● Source document:
Item 25 Subregulation 101.315(1)
Subregulation 101.315(1) provides for the variation or suspension of a remote pilot licence in addition to the existing cancellation power. This enables CASA to take different types of enforcement action.
Item 26 Paragraph 101.315(2)(a)
Paragraph 101.315(2)(a) provides for variation or suspension of a remote pilot licence in addition to the existing cancellation power.
Item 27 Paragraph 101.315(2)(b)
Paragraph 101.315(2)(b) inserted the following “varied, suspended or” before “cancelled”.
Item 28 Subregulations 101.315(3) and (4)
Subregulations 101.315(3) and (4) provides for immediate suspension of a remote pilot licence in cases of serious risk to the safety of air navigation where a show cause notice has been issued for that reason.
Item 29 Subregulation 101.315(6)
Subregulation 101.315(6) is repealed (except for the note) and replaced with provision of the effect of a remote pilot licence suspension under subregulation 101.315(3).
Item 30 Regulation 101.320 (heading)
Regulation 101.320 (heading) “101.320 variation, suspension or cancellation of remote pilot licence” is inserted.
Item 31 Subregulation 101.320(1)
Subregulation 101.320(1) is amended by inserting the words “vary, suspend or” after “CASA may”.
Item 32 Subparagraphs 101.320(1)(c)(ii) and (iii)

● Set exercise 1: Rewrite the paragraph of the amendment notes that begins "Subregulation 101.315(1) provides for" as one shorter sentence, keeping its main facts.
● Set exercise 2: Print the amendment notes verbatim from "Item 25 Subregulation" to "29 Subregulation 101.315(6)".
The items that come next are separate material and are not part of the amendment notes.

● Listing:

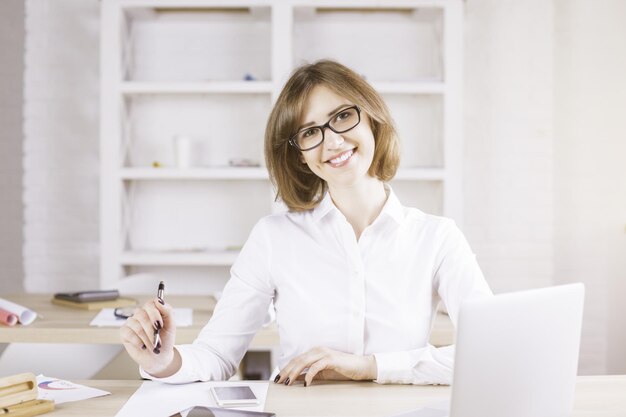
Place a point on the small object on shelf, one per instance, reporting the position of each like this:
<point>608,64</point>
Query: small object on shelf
<point>8,318</point>
<point>243,162</point>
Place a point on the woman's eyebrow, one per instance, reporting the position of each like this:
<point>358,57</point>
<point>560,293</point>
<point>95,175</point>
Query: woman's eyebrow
<point>329,114</point>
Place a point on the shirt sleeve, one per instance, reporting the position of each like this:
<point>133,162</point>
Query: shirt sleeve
<point>238,315</point>
<point>456,278</point>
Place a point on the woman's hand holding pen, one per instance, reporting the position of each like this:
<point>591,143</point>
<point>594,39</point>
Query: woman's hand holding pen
<point>327,364</point>
<point>139,335</point>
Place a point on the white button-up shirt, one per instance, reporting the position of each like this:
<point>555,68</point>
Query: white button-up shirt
<point>377,295</point>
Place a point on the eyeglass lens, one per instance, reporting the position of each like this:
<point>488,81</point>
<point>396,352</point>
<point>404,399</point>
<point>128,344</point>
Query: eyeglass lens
<point>341,122</point>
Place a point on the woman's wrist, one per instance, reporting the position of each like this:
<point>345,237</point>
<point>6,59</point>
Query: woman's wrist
<point>172,365</point>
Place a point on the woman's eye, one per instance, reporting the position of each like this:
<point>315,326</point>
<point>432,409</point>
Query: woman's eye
<point>342,115</point>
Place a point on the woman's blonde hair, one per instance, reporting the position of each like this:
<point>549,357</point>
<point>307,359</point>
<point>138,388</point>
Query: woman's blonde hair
<point>296,184</point>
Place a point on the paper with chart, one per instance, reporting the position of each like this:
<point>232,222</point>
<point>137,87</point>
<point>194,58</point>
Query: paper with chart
<point>106,318</point>
<point>62,391</point>
<point>157,399</point>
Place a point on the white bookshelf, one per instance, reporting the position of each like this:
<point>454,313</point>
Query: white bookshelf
<point>211,70</point>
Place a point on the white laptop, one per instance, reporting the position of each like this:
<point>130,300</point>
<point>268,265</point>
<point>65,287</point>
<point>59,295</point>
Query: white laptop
<point>516,355</point>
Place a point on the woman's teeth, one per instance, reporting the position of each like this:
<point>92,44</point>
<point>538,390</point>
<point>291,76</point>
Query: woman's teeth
<point>341,158</point>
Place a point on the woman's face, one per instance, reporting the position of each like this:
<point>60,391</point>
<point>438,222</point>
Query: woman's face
<point>343,159</point>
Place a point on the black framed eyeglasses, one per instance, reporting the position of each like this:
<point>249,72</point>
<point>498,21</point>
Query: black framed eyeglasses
<point>312,137</point>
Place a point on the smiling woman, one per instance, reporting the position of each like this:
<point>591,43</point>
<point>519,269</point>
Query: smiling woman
<point>355,276</point>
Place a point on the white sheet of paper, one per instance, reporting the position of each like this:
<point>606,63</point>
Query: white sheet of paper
<point>157,399</point>
<point>61,391</point>
<point>436,409</point>
<point>24,314</point>
<point>106,318</point>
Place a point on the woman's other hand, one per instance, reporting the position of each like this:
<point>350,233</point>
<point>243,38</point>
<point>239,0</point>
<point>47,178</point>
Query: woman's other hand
<point>327,364</point>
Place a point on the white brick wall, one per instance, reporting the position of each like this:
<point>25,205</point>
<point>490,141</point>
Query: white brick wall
<point>11,75</point>
<point>61,145</point>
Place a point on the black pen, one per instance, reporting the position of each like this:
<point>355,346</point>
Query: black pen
<point>157,336</point>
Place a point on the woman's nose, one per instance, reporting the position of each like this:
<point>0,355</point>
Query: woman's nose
<point>332,140</point>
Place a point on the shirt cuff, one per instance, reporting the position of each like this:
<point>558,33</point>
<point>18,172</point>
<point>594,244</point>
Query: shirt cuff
<point>427,365</point>
<point>183,376</point>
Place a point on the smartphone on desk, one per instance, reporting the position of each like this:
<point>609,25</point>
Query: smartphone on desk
<point>88,296</point>
<point>234,396</point>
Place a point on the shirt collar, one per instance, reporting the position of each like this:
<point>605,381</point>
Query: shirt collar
<point>392,208</point>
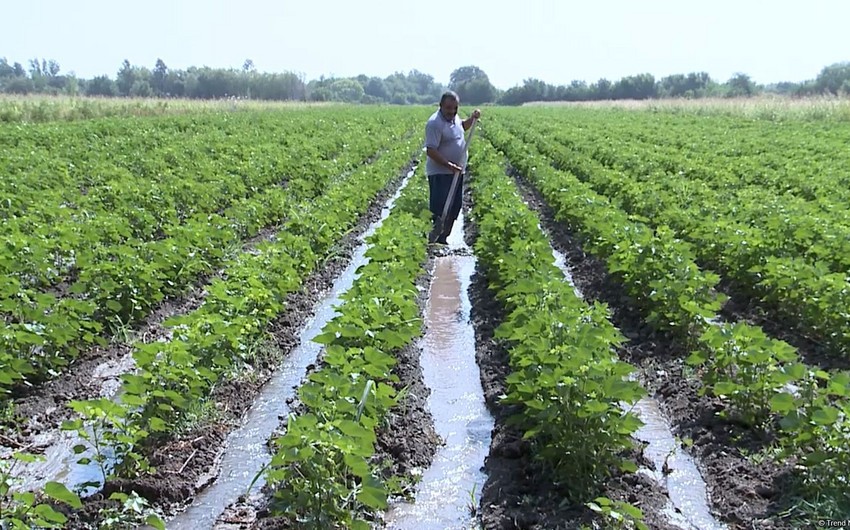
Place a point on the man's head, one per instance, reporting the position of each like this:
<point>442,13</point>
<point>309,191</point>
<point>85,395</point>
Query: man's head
<point>449,103</point>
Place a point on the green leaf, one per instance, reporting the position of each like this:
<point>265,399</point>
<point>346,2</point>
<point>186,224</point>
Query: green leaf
<point>825,416</point>
<point>782,403</point>
<point>373,494</point>
<point>59,492</point>
<point>156,522</point>
<point>49,517</point>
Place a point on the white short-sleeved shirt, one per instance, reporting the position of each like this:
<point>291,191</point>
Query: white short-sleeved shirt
<point>447,137</point>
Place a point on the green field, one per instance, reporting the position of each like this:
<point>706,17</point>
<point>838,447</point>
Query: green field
<point>725,226</point>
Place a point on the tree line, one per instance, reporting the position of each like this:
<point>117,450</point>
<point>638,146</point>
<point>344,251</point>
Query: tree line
<point>415,87</point>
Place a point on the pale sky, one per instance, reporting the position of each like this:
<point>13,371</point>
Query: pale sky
<point>557,42</point>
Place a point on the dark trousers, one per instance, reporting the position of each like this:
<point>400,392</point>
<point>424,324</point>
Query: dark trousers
<point>439,186</point>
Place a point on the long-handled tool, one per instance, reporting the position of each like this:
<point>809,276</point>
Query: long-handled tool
<point>441,221</point>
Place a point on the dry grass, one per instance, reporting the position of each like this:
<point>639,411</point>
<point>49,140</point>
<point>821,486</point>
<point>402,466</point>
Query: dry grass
<point>761,107</point>
<point>42,108</point>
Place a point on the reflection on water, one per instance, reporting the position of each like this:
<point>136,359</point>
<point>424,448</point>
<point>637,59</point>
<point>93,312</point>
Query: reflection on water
<point>450,488</point>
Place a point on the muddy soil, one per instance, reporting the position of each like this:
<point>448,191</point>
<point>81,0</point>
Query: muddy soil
<point>745,308</point>
<point>186,464</point>
<point>43,407</point>
<point>407,442</point>
<point>742,493</point>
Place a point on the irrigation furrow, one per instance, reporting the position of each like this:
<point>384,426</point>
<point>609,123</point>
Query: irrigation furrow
<point>246,451</point>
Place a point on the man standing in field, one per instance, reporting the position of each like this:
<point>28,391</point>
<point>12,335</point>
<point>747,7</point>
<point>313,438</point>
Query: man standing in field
<point>445,145</point>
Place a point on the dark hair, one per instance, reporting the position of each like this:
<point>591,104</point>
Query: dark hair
<point>449,94</point>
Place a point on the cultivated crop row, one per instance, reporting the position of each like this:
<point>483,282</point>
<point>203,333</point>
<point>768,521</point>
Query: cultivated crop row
<point>324,473</point>
<point>762,380</point>
<point>565,377</point>
<point>86,267</point>
<point>770,249</point>
<point>220,340</point>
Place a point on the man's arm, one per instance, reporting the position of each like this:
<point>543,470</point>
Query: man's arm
<point>432,141</point>
<point>440,159</point>
<point>467,123</point>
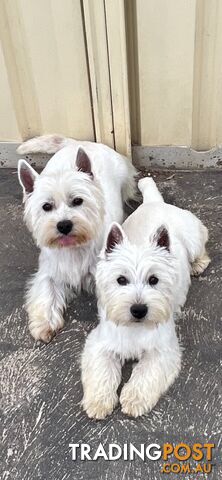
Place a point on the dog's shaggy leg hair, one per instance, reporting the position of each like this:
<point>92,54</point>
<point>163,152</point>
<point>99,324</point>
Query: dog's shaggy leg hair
<point>101,374</point>
<point>45,302</point>
<point>151,377</point>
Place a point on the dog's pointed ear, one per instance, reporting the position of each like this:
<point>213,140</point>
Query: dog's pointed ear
<point>161,238</point>
<point>115,237</point>
<point>83,162</point>
<point>27,176</point>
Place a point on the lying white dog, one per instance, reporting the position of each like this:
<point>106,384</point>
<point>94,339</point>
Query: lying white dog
<point>142,280</point>
<point>68,208</point>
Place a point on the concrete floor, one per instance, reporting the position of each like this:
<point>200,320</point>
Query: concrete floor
<point>41,389</point>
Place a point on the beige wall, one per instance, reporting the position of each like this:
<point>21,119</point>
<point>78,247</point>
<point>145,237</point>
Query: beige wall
<point>175,72</point>
<point>70,67</point>
<point>44,85</point>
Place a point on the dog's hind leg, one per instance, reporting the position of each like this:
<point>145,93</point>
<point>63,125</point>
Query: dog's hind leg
<point>149,190</point>
<point>201,259</point>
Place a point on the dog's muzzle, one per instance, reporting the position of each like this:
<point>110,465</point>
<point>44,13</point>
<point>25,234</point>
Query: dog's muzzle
<point>138,311</point>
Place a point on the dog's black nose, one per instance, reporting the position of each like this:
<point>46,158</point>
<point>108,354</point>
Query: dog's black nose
<point>64,227</point>
<point>139,310</point>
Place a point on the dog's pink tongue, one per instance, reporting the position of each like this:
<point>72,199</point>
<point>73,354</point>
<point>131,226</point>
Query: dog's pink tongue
<point>66,241</point>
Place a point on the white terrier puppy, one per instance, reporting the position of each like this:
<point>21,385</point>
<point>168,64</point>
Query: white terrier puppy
<point>68,208</point>
<point>142,280</point>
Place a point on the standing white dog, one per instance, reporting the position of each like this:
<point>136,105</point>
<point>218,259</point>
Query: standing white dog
<point>142,280</point>
<point>68,208</point>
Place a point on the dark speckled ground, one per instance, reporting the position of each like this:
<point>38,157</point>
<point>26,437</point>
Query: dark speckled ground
<point>41,389</point>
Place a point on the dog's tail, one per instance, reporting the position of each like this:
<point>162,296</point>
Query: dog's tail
<point>44,144</point>
<point>149,190</point>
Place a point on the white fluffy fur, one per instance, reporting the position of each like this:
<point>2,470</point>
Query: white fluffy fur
<point>103,193</point>
<point>153,341</point>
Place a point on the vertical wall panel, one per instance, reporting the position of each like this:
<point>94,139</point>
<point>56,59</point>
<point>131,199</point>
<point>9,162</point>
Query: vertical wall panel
<point>8,124</point>
<point>45,57</point>
<point>165,36</point>
<point>97,48</point>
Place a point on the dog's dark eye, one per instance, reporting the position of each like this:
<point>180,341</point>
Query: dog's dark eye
<point>77,201</point>
<point>47,207</point>
<point>122,280</point>
<point>153,280</point>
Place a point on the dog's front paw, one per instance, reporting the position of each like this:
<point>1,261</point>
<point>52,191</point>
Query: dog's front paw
<point>99,407</point>
<point>135,401</point>
<point>40,327</point>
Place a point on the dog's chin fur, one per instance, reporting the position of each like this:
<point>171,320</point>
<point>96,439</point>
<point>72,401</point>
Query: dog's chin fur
<point>158,313</point>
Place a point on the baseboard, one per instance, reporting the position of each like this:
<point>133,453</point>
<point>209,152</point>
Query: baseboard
<point>9,158</point>
<point>148,157</point>
<point>176,157</point>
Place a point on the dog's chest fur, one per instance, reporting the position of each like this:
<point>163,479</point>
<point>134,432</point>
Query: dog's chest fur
<point>70,266</point>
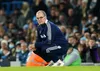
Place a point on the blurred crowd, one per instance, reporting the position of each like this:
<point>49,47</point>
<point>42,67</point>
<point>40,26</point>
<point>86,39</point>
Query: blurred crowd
<point>79,21</point>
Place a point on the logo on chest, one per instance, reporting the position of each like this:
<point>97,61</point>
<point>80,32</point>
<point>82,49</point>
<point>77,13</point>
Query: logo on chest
<point>43,36</point>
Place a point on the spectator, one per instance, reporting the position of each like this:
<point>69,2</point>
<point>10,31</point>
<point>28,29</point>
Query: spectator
<point>24,53</point>
<point>2,17</point>
<point>26,13</point>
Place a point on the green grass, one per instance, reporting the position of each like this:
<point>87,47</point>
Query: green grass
<point>71,68</point>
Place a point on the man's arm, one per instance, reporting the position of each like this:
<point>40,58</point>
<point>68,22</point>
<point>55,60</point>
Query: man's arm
<point>72,58</point>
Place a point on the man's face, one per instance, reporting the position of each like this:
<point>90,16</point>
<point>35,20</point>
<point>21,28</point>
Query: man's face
<point>40,18</point>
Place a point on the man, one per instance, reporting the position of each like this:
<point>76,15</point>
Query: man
<point>51,43</point>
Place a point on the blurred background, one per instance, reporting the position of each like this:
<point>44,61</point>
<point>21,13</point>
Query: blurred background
<point>79,21</point>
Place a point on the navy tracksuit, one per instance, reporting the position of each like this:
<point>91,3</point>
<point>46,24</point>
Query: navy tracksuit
<point>57,39</point>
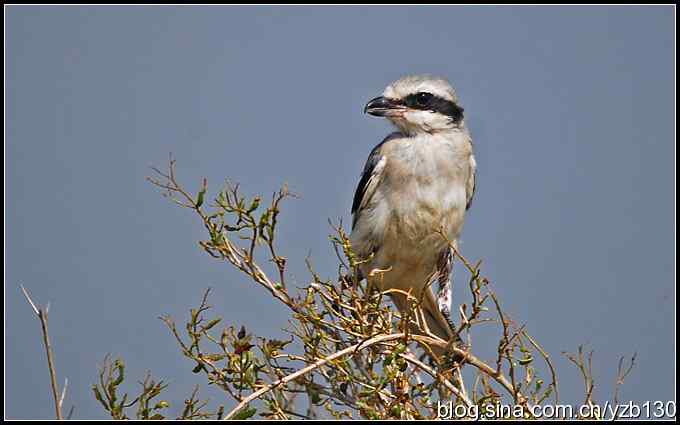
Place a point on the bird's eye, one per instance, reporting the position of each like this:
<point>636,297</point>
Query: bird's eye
<point>423,98</point>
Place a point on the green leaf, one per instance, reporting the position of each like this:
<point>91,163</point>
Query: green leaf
<point>245,413</point>
<point>200,199</point>
<point>212,323</point>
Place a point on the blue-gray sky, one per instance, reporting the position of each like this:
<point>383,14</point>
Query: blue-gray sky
<point>571,110</point>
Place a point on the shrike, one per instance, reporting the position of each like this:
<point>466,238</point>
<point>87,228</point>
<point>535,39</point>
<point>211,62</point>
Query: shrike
<point>421,178</point>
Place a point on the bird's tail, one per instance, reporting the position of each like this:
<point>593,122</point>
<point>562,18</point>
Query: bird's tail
<point>434,319</point>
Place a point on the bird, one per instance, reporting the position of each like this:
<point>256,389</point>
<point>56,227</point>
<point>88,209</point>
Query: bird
<point>419,180</point>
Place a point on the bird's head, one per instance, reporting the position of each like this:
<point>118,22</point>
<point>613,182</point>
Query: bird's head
<point>419,104</point>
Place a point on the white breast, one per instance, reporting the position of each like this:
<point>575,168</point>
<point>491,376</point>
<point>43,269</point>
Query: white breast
<point>423,188</point>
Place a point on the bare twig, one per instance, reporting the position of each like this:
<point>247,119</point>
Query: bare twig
<point>42,316</point>
<point>356,347</point>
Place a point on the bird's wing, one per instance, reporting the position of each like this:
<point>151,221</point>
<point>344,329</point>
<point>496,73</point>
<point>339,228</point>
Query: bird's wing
<point>375,164</point>
<point>471,184</point>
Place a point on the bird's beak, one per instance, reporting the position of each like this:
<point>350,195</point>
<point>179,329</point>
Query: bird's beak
<point>384,107</point>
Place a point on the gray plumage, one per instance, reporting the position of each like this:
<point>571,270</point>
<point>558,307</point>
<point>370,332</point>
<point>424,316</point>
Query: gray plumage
<point>419,179</point>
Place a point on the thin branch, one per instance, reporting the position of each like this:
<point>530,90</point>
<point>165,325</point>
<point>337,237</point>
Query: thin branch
<point>42,316</point>
<point>356,347</point>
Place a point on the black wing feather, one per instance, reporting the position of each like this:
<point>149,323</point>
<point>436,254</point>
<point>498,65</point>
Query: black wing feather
<point>371,162</point>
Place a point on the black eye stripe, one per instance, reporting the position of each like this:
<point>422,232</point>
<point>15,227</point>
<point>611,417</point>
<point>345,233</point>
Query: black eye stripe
<point>429,102</point>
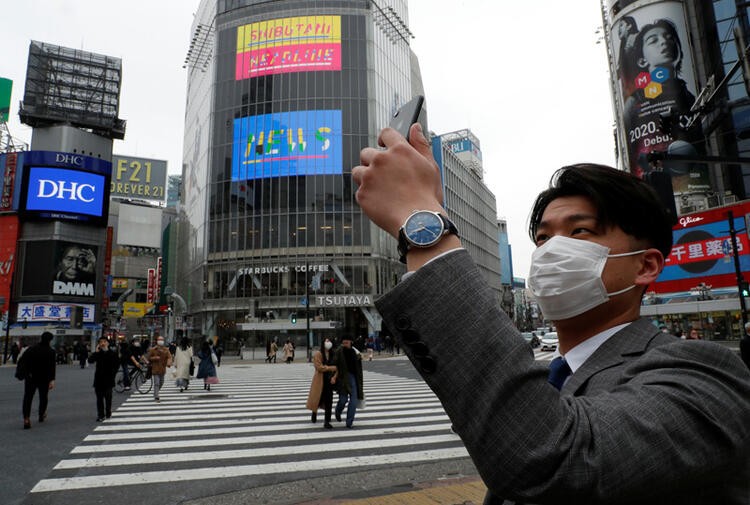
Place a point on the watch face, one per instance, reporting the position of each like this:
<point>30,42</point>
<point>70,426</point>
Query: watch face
<point>423,228</point>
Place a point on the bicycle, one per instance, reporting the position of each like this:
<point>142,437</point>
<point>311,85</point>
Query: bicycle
<point>137,380</point>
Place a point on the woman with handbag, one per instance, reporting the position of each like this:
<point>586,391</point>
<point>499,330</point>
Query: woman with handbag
<point>207,366</point>
<point>321,389</point>
<point>183,363</point>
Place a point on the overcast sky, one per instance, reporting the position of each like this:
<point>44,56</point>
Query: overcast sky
<point>527,78</point>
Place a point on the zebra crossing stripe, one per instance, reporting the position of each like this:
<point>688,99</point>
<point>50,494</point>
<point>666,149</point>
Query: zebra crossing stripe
<point>152,459</point>
<point>142,478</point>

● Correct answer 1: Subregulation 101.315(1) adds variation and suspension of a remote pilot licence to the existing cancellation power, allowing CASA to take different kinds of enforcement action.

● Correct answer 2:
Item 25 Subregulation 101.315(1)
Subregulation 101.315(1) provides for the variation or suspension of a remote pilot licence in addition to the existing cancellation power. This enables CASA to take different types of enforcement action.
Item 26 Paragraph 101.315(2)(a)
Paragraph 101.315(2)(a) provides for variation or suspension of a remote pilot licence in addition to the existing cancellation power.
Item 27 Paragraph 101.315(2)(b)
Paragraph 101.315(2)(b) inserted the following “varied, suspended or” before “cancelled”.
Item 28 Subregulations 101.315(3) and (4)
Subregulations 101.315(3) and (4) provides for immediate suspension of a remote pilot licence in cases of serious risk to the safety of air navigation where a show cause notice has been issued for that reason.
Item 29 Subregulation 101.315(6)